> Your goal:
The entries below are to be repeated exactly, with the pictures left out.
┄┄┄┄┄┄┄┄┄┄┄┄┄┄┄┄┄┄┄┄
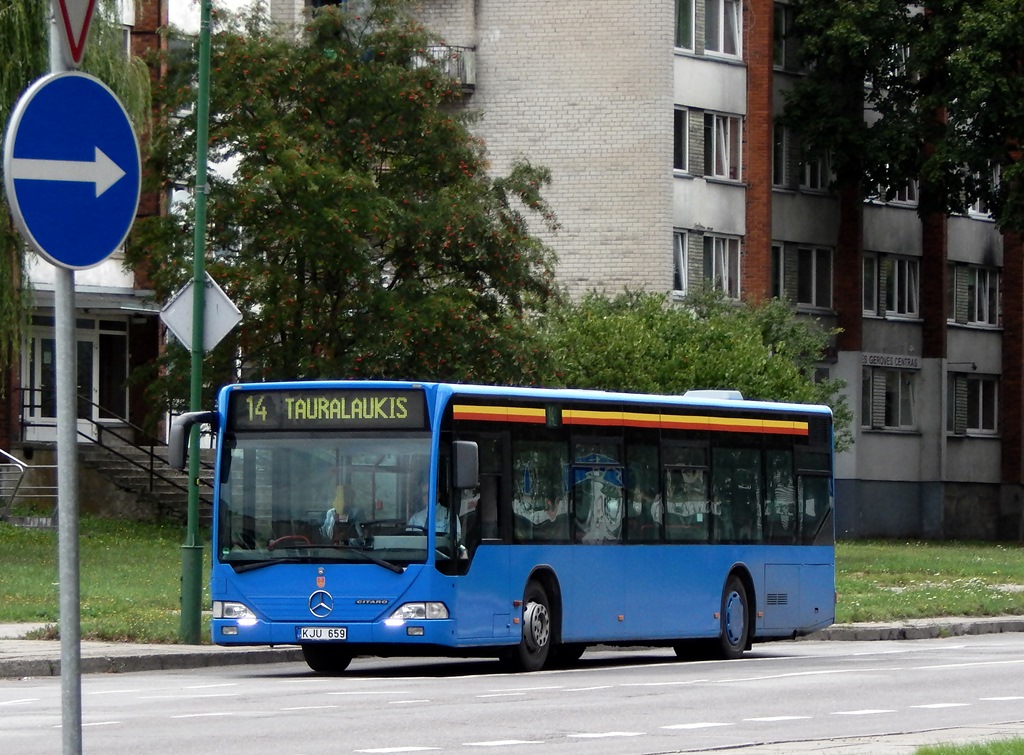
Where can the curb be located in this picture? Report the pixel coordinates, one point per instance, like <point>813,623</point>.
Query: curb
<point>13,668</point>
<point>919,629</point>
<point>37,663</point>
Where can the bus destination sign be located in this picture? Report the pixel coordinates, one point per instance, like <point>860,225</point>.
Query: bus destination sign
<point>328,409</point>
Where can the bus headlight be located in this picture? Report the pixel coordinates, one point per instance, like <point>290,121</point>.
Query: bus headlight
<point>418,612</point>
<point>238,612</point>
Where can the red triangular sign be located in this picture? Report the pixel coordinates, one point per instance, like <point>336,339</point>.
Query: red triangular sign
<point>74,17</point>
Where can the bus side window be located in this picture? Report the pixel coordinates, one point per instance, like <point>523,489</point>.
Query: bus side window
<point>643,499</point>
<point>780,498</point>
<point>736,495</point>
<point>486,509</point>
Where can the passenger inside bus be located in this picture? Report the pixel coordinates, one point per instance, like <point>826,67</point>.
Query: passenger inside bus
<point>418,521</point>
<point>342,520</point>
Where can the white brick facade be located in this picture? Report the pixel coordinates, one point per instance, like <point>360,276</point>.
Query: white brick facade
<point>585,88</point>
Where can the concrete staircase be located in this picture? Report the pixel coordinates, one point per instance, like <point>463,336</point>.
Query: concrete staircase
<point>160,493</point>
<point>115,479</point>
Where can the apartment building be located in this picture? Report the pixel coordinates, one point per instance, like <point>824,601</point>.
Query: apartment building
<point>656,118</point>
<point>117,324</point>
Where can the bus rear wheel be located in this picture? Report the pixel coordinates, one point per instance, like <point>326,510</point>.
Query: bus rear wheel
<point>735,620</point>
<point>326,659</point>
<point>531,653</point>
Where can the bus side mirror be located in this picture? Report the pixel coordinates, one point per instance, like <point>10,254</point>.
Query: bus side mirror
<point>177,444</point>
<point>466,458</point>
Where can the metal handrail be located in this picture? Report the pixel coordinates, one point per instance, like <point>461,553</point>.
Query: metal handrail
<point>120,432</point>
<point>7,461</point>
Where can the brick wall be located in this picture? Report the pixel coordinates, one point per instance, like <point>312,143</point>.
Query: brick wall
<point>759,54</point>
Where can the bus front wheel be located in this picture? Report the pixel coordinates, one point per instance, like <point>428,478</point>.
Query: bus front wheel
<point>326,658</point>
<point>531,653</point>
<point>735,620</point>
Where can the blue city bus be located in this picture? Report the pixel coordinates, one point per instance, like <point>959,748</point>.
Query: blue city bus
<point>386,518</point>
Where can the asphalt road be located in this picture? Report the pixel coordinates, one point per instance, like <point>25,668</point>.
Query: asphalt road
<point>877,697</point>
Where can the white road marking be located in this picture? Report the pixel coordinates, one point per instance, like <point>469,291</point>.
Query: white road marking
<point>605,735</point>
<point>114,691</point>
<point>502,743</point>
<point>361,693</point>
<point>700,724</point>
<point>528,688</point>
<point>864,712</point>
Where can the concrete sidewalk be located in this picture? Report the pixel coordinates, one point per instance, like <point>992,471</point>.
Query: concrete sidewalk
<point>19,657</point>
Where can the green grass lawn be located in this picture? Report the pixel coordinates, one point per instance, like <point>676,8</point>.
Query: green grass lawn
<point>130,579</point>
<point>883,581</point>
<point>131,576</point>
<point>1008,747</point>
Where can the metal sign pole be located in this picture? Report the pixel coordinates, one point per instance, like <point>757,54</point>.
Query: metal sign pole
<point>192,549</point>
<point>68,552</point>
┄┄┄┄┄┄┄┄┄┄┄┄┄┄┄┄┄┄┄┄
> Response to this task:
Where can the curb be located in this picture? Report the pixel coordinates, one point per instance, like <point>813,623</point>.
Query: curb
<point>13,668</point>
<point>919,629</point>
<point>37,663</point>
Where can the bus destination sign be located in this picture? Report the pixel coordinates, one point per instance, like <point>860,225</point>.
Query: bus destination sign
<point>328,409</point>
Where can the bus headlight be located in this picture? Report the pixel coordinates, one point per instance, like <point>290,121</point>.
Query: bus headlight
<point>418,612</point>
<point>238,612</point>
Where can the red triangular sign be located in this picture? Report the pixel coordinates, one point per instance, like <point>336,339</point>.
Query: red triangular sign
<point>74,17</point>
Where can the bus side window be located in this picture? Report the pixel coordinates, one point per instance, like <point>523,489</point>.
Query: bus side window
<point>643,499</point>
<point>780,498</point>
<point>736,495</point>
<point>486,509</point>
Where can the passenger inside bus be located in this picture? Report the pixel coordinates, one point per instance, like <point>826,67</point>.
Query: passenger inside bus
<point>418,521</point>
<point>342,520</point>
Where can the white brick facade be located in this picture? Report the pixel coordinates, one point per instance, like <point>360,276</point>.
Query: white brick facade
<point>585,88</point>
Where can the concrete staircase be located in this picture? Report the pixel coordinates, one point per instance, like <point>463,336</point>.
Query: concrete staircase
<point>160,493</point>
<point>115,479</point>
Where can the apartment building be located in this picture? Report the pixel coordinates, one point per instance, like <point>824,601</point>.
Query: apartment building
<point>656,118</point>
<point>117,324</point>
Where can the bus rear wheel be located in this picture? Report the pixel coordinates, one point per instance, like <point>326,510</point>.
Query: bus rear wheel
<point>735,620</point>
<point>326,659</point>
<point>531,653</point>
Where can the bus side mirror be located in this picture? Report the pixel coordinates, one point per instance, like <point>10,254</point>.
Query: bus side mirror
<point>177,444</point>
<point>466,458</point>
Where can the metal handrail be located in this picture? Report the pixel coordinates, one point per instance, like <point>461,553</point>.
Query: metal handrail
<point>120,432</point>
<point>7,461</point>
Where can the brick wall be located in this picture? Report the pixel coordinates, one point per instance, like <point>312,143</point>.
Query: brick wall
<point>759,54</point>
Where can the bus front wheel be located in this picture? Report the pixel coordinates, one point per instance, like <point>428,478</point>.
Query: bus front wheel
<point>326,658</point>
<point>531,653</point>
<point>735,620</point>
Where can the blue city bus be located in this picture? Report the pixel coordinates, one point per instance, like <point>959,748</point>.
Query: blue city bus
<point>386,518</point>
Where can the asphalt road be located in this picture? Report the pixel coordinates, one point per instance, like <point>25,668</point>.
Query: asphalt road
<point>877,697</point>
Where can the white road marking be located in this picture? Report the pixel coordinates, one point per instance, like <point>469,291</point>.
Query: white road marking
<point>605,735</point>
<point>114,691</point>
<point>502,743</point>
<point>361,693</point>
<point>700,724</point>
<point>528,688</point>
<point>864,712</point>
Where can the concrete sidewalk be located in this picture? Report the pixel coordinates, one point per instance, like <point>992,471</point>.
Query: concrete sidewalk
<point>19,657</point>
Where can the green grass lawn be located in this picture? Report the pixel coordinates, one point per instance, like <point>676,8</point>.
Query: green grass lawn
<point>130,579</point>
<point>883,581</point>
<point>131,576</point>
<point>1008,747</point>
Where can the metal sign pole be located in this picture? Report the pixel coordinates, one point per instance, like <point>757,54</point>.
Query: metal sign pole
<point>192,549</point>
<point>68,552</point>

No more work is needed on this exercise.